**TASK TO CARRY OUT:**
Set down the line containing "Task: mark the row" and every line that follows it in the listing below, exactly as written and with nothing added.

----- SUPPLIED DATA

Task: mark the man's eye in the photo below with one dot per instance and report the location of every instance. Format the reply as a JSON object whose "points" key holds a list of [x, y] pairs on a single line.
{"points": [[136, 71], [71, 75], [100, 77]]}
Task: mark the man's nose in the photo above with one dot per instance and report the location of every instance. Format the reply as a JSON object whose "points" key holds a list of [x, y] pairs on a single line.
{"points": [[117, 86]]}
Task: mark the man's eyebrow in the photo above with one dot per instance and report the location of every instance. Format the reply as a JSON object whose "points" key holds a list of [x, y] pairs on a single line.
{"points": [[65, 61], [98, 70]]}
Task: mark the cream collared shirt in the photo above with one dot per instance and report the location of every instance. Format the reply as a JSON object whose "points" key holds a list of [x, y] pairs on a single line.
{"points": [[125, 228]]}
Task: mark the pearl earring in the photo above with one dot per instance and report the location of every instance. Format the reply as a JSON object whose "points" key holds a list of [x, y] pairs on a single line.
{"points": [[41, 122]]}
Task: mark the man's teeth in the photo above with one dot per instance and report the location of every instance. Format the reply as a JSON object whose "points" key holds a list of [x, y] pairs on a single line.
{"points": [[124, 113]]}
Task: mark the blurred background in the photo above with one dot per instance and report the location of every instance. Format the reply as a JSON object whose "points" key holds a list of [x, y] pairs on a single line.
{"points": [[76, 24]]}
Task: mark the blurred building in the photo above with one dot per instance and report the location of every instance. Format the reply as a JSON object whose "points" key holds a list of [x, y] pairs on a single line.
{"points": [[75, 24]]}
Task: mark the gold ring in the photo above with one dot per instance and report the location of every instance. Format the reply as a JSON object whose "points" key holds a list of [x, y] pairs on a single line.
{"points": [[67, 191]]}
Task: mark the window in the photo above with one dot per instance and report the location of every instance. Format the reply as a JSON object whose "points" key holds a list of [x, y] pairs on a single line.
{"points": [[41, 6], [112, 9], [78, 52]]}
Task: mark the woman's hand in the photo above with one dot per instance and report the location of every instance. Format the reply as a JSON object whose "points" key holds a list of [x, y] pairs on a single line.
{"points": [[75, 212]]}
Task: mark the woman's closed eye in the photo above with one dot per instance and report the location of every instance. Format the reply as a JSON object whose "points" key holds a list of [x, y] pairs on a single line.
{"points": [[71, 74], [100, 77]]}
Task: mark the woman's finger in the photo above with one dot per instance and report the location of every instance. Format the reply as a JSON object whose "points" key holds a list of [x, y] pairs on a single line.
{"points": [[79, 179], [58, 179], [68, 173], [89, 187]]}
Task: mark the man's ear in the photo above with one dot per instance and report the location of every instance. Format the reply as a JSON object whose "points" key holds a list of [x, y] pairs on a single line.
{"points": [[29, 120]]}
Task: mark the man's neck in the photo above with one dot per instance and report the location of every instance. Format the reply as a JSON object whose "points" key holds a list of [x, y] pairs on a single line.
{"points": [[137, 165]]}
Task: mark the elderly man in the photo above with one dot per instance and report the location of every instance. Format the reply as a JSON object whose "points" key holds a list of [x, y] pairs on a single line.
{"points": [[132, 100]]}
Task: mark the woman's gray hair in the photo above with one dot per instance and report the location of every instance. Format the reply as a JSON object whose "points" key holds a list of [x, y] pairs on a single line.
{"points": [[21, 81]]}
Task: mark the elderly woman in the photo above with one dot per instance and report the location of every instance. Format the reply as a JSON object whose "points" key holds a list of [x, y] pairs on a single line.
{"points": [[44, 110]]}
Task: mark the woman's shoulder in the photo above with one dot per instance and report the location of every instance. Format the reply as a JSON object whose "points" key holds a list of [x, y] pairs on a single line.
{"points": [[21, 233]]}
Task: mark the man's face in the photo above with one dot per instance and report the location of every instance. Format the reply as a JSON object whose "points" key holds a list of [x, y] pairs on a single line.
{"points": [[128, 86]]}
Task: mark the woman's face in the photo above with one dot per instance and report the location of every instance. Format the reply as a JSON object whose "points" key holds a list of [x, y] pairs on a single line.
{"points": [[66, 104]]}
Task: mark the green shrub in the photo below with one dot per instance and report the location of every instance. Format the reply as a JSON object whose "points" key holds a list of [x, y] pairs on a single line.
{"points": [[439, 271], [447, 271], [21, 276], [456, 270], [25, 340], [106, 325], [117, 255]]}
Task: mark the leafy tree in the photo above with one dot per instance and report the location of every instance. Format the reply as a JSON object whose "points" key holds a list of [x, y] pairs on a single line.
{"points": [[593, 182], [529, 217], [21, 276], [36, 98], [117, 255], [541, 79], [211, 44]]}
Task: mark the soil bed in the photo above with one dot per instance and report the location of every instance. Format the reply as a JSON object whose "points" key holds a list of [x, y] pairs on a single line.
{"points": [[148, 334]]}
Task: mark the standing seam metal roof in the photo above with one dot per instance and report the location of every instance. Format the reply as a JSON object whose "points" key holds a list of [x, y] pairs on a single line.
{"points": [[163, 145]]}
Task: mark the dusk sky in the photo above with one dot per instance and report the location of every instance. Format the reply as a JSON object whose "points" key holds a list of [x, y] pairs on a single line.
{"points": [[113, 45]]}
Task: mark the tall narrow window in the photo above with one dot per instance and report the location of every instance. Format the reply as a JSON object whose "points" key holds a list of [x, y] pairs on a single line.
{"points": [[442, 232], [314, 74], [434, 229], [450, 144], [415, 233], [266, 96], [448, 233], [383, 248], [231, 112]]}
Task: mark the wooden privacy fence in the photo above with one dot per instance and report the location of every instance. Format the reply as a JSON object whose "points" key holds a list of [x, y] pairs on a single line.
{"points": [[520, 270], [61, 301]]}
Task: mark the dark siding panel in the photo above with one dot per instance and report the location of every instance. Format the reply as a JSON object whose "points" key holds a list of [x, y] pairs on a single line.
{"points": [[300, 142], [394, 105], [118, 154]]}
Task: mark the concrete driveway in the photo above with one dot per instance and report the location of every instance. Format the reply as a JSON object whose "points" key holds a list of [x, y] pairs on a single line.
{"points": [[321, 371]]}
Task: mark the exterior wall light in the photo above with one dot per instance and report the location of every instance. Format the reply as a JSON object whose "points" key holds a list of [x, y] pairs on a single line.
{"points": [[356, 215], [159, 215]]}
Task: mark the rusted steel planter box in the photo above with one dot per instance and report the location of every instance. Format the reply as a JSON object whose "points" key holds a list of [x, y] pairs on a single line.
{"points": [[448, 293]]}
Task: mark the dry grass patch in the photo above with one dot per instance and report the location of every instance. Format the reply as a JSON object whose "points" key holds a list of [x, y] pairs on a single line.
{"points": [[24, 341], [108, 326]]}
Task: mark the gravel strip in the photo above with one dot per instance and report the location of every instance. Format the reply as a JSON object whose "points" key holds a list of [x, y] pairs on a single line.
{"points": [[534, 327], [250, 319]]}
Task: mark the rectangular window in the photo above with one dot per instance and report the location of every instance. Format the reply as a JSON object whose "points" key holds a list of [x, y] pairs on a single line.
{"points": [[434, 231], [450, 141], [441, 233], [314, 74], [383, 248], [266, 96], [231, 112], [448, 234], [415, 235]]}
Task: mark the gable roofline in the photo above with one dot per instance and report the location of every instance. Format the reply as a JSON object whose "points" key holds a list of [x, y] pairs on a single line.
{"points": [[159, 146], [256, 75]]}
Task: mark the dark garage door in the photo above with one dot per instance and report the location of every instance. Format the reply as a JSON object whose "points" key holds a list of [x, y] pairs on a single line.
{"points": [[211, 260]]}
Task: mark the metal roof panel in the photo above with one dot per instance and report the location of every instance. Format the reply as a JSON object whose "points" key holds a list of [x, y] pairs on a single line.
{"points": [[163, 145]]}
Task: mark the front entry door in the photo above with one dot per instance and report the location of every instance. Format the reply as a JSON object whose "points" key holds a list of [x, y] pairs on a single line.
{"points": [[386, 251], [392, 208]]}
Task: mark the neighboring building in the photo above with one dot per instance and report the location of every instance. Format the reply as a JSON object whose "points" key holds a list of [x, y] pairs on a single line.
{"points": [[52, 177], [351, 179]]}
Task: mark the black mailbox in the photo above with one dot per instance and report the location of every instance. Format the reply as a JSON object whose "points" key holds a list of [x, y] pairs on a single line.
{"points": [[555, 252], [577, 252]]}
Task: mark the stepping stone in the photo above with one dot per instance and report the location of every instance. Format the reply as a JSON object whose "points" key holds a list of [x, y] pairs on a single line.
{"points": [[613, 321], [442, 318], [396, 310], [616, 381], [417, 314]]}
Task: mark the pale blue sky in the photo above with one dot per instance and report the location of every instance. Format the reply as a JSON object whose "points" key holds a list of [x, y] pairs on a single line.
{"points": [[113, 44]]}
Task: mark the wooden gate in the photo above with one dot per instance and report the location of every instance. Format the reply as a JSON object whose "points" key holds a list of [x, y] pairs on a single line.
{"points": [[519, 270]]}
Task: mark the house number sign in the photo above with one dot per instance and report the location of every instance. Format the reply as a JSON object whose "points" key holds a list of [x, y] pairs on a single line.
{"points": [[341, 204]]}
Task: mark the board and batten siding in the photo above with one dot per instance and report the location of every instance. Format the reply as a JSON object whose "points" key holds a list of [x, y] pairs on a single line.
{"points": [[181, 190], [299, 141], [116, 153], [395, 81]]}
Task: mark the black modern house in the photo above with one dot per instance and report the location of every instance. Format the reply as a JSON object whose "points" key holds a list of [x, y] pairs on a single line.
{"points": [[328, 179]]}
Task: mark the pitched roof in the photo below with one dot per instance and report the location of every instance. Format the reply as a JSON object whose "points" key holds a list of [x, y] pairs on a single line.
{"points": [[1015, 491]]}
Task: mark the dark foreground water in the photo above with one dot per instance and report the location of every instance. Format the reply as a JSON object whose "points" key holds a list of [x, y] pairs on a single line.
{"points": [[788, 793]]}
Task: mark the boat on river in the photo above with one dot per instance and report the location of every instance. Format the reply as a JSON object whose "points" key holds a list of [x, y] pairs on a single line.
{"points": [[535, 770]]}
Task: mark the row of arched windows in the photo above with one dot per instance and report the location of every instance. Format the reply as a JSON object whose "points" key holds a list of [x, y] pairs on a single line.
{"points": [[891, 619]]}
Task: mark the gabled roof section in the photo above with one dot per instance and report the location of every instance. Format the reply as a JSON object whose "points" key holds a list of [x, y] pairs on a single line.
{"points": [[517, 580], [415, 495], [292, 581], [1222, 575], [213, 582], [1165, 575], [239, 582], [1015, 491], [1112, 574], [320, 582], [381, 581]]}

----------

**TASK OUTPUT:**
Task: mark the row of arched windows in the photo above with one dot per instance and report the location of every instance. Format the reply as a JSON object whose "points" key holds a list of [x, y] pairs on a single line.
{"points": [[891, 619]]}
Task: mark the gabled roof section in the photo above with one dot per instance and report the location of every instance. Format the reply as a JSON object whose "points" key holds a list of [x, y] pairs on a single line.
{"points": [[517, 580], [415, 495], [292, 581], [1222, 575], [213, 582], [1165, 575], [239, 582], [1015, 491], [1112, 574], [320, 582], [381, 581]]}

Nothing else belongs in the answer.